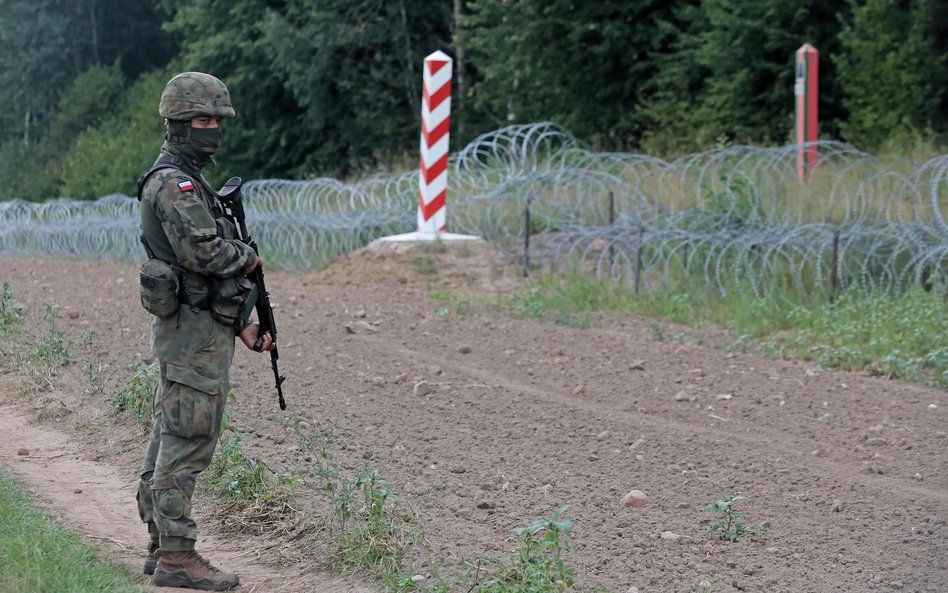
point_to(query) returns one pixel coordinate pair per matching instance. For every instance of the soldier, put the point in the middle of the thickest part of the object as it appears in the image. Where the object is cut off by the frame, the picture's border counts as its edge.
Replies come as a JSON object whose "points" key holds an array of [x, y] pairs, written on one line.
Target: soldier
{"points": [[199, 299]]}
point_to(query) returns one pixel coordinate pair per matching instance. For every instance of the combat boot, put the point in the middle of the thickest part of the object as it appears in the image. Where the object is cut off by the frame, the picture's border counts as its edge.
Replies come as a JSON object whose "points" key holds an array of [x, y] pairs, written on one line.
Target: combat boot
{"points": [[190, 569], [151, 559]]}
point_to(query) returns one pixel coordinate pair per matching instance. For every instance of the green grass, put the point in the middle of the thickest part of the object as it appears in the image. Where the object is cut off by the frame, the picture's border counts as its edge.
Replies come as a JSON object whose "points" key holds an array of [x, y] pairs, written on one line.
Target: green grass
{"points": [[902, 336], [38, 555], [139, 395]]}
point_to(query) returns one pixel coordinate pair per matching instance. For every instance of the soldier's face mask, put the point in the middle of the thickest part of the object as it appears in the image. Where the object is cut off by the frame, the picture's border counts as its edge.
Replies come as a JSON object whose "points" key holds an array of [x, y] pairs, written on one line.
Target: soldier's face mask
{"points": [[205, 141]]}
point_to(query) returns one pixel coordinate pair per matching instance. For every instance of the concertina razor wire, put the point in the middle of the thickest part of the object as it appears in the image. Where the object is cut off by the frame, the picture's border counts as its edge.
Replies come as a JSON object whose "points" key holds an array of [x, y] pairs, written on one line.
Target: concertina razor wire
{"points": [[731, 216]]}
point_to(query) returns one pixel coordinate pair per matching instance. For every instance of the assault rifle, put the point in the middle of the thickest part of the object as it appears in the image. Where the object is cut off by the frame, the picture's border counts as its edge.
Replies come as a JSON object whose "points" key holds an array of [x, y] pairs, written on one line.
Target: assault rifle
{"points": [[233, 205]]}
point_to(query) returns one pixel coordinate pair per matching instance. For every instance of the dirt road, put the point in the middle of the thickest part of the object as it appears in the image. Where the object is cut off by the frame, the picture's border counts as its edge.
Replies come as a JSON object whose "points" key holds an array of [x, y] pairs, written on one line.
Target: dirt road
{"points": [[845, 473]]}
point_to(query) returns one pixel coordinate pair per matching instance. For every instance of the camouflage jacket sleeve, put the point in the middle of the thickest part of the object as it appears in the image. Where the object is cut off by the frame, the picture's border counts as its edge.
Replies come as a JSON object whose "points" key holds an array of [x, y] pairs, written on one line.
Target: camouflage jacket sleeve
{"points": [[192, 232]]}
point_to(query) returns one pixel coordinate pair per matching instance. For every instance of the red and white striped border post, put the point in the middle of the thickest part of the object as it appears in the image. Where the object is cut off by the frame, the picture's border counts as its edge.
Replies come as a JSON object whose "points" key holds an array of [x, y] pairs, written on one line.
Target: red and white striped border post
{"points": [[435, 127]]}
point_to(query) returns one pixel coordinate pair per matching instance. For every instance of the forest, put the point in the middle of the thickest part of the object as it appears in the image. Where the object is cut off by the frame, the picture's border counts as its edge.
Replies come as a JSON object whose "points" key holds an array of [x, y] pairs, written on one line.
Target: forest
{"points": [[333, 87]]}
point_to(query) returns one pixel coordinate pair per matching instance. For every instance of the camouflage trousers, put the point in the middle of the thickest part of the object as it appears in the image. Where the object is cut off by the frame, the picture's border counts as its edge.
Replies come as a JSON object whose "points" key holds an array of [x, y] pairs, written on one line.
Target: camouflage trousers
{"points": [[194, 354]]}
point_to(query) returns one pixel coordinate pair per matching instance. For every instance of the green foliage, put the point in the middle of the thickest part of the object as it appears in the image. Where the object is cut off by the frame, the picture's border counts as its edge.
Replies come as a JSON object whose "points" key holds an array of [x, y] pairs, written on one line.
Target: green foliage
{"points": [[87, 101], [333, 88], [138, 396], [729, 71], [892, 81], [109, 158], [902, 336], [248, 484], [369, 531], [62, 68], [581, 65], [728, 523], [11, 316], [38, 554], [537, 564], [52, 350]]}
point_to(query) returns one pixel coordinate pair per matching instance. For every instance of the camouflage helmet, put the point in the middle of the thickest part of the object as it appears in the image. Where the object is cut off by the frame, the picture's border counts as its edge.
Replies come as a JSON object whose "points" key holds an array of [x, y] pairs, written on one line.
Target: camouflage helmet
{"points": [[191, 94]]}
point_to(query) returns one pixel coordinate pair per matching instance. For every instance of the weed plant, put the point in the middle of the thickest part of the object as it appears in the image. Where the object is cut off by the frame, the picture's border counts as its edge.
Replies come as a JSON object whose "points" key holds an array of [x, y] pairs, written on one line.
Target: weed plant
{"points": [[536, 564], [53, 349], [11, 323], [255, 496], [139, 395], [728, 523], [11, 316], [368, 531]]}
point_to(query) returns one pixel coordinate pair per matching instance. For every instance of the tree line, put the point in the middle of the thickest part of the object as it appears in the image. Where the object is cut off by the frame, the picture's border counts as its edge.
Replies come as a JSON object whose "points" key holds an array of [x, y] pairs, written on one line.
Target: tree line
{"points": [[333, 87]]}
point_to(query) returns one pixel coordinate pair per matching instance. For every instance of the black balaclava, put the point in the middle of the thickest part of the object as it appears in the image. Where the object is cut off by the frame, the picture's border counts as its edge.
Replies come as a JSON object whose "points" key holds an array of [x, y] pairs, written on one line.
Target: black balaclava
{"points": [[196, 145]]}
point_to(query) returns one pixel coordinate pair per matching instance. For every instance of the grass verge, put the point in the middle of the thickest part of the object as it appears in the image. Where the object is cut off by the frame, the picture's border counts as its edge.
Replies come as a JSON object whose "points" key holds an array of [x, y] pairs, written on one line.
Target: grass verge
{"points": [[902, 336], [38, 554]]}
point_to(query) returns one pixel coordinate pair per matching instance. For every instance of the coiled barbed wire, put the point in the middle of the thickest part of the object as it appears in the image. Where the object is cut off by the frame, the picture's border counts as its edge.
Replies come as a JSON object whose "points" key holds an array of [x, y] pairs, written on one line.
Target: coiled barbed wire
{"points": [[737, 215]]}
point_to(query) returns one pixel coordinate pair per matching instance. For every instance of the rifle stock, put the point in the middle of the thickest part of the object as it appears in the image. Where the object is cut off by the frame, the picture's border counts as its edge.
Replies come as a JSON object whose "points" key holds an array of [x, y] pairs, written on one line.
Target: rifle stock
{"points": [[232, 202]]}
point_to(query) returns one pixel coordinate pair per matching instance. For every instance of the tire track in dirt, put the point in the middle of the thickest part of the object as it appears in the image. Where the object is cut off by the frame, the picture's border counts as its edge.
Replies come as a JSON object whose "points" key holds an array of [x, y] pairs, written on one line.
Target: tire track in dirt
{"points": [[774, 445]]}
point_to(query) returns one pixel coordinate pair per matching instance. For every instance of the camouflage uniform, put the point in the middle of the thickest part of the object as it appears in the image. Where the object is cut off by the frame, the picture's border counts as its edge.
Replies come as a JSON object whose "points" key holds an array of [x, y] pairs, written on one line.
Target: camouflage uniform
{"points": [[194, 351]]}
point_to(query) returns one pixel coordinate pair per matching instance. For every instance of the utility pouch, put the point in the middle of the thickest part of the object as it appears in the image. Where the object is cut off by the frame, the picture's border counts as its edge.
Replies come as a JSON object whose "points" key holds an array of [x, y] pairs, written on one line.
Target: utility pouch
{"points": [[159, 288], [230, 299]]}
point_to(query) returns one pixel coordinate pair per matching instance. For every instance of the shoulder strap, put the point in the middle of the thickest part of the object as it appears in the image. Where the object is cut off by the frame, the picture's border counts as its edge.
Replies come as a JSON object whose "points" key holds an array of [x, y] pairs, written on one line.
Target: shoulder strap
{"points": [[160, 164]]}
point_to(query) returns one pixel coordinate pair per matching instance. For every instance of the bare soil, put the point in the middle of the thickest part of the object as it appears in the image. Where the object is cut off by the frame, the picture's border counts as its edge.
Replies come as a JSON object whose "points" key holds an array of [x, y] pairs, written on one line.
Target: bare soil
{"points": [[846, 472]]}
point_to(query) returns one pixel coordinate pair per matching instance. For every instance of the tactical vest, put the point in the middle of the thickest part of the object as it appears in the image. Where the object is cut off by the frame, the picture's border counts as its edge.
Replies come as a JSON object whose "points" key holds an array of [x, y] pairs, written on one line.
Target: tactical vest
{"points": [[229, 300]]}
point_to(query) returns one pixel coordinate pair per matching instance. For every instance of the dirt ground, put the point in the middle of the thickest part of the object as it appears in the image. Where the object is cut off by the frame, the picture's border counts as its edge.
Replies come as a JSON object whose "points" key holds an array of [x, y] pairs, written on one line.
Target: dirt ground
{"points": [[846, 472]]}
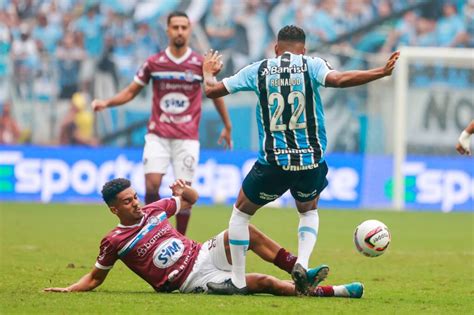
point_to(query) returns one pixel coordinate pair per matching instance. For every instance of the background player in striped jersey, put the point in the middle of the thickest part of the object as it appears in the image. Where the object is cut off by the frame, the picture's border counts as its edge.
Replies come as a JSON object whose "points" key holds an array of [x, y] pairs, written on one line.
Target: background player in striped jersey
{"points": [[173, 128], [148, 245], [292, 134]]}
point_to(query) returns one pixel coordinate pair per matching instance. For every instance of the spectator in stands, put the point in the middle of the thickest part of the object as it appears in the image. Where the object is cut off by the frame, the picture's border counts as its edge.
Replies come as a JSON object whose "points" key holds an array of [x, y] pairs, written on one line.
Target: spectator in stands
{"points": [[321, 25], [404, 33], [284, 13], [77, 128], [450, 27], [375, 39], [91, 26], [425, 33], [70, 56], [9, 130], [220, 25], [25, 61], [106, 79], [254, 17], [46, 34]]}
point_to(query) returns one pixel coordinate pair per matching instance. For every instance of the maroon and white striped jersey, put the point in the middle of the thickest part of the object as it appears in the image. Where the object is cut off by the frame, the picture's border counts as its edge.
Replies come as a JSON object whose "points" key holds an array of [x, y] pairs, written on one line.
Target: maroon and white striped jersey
{"points": [[177, 94], [152, 249]]}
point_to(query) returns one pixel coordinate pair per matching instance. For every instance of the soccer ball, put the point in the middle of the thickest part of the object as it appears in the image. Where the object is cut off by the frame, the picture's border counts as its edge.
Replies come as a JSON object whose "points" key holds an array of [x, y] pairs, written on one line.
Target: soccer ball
{"points": [[371, 238]]}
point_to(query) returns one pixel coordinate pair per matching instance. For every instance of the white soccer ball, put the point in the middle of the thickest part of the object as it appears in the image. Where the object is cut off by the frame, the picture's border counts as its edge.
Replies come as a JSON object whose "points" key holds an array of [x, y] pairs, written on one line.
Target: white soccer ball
{"points": [[372, 238]]}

# # # # #

AIM OF THE EXERCISE
Retype word for word everything in the listing above from the line that holds "green grass, put" down to the line that holds "dirt road, put". Keep both end lines and leave out the rest.

EXERCISE SOLUTION
point_to(query) returns one pixel coordinate pair per matching instance. For every instance of the green grass, put the point in the middle of the thickest part of the object as it appears in the image. Where the object is cut off by the frame, the picture's border counts as its edge.
Replies come as a JSON object whose "points" key holds an array of [x, y] pairs, written on one line.
Target: green grass
{"points": [[902, 336], [38, 555], [139, 395]]}
point_to(query) returns one pixel coordinate pair per matching instance. For every instance of the soldier's face mask, put the point in the middle of the thickest part of the object as it appears in the image. Where the object is cut off by the frame, the picture's border counts as its edge.
Replies come as a JSON object whose "points" key holds an array of [x, y] pairs, written on one line.
Target: soldier's face mask
{"points": [[205, 141]]}
point_to(query) returns one pixel coordinate pair per matching instance. For every instance of the concertina razor wire, put the point in the middle of the thickest part of the object as it appears in the image. Where the object is cut off by the frame, the picture's border counts as its edge.
Replies come as a JSON object whose "points" key holds an array of [x, y] pairs, written on one line.
Target: concertina razor wire
{"points": [[731, 216]]}
point_to(query) returns one pixel coordinate pair per matching instance. For every instance of the assault rifle, put the point in the middle of the thickest part of the object as it appears in the image. Where the object is cut off by the frame, the picture's border counts as its edge.
Replies come as a JSON object whose "points" key holds an array of [x, y] pairs, written on one line.
Target: assault rifle
{"points": [[233, 205]]}
point_to(query) returns one pixel coordinate pair per matching instance. For every instance of the dirt road, put the point in the middle of the thickest part of the object as it appears in the image. Where the object is cut off by the frame, the picture's border counts as its edge.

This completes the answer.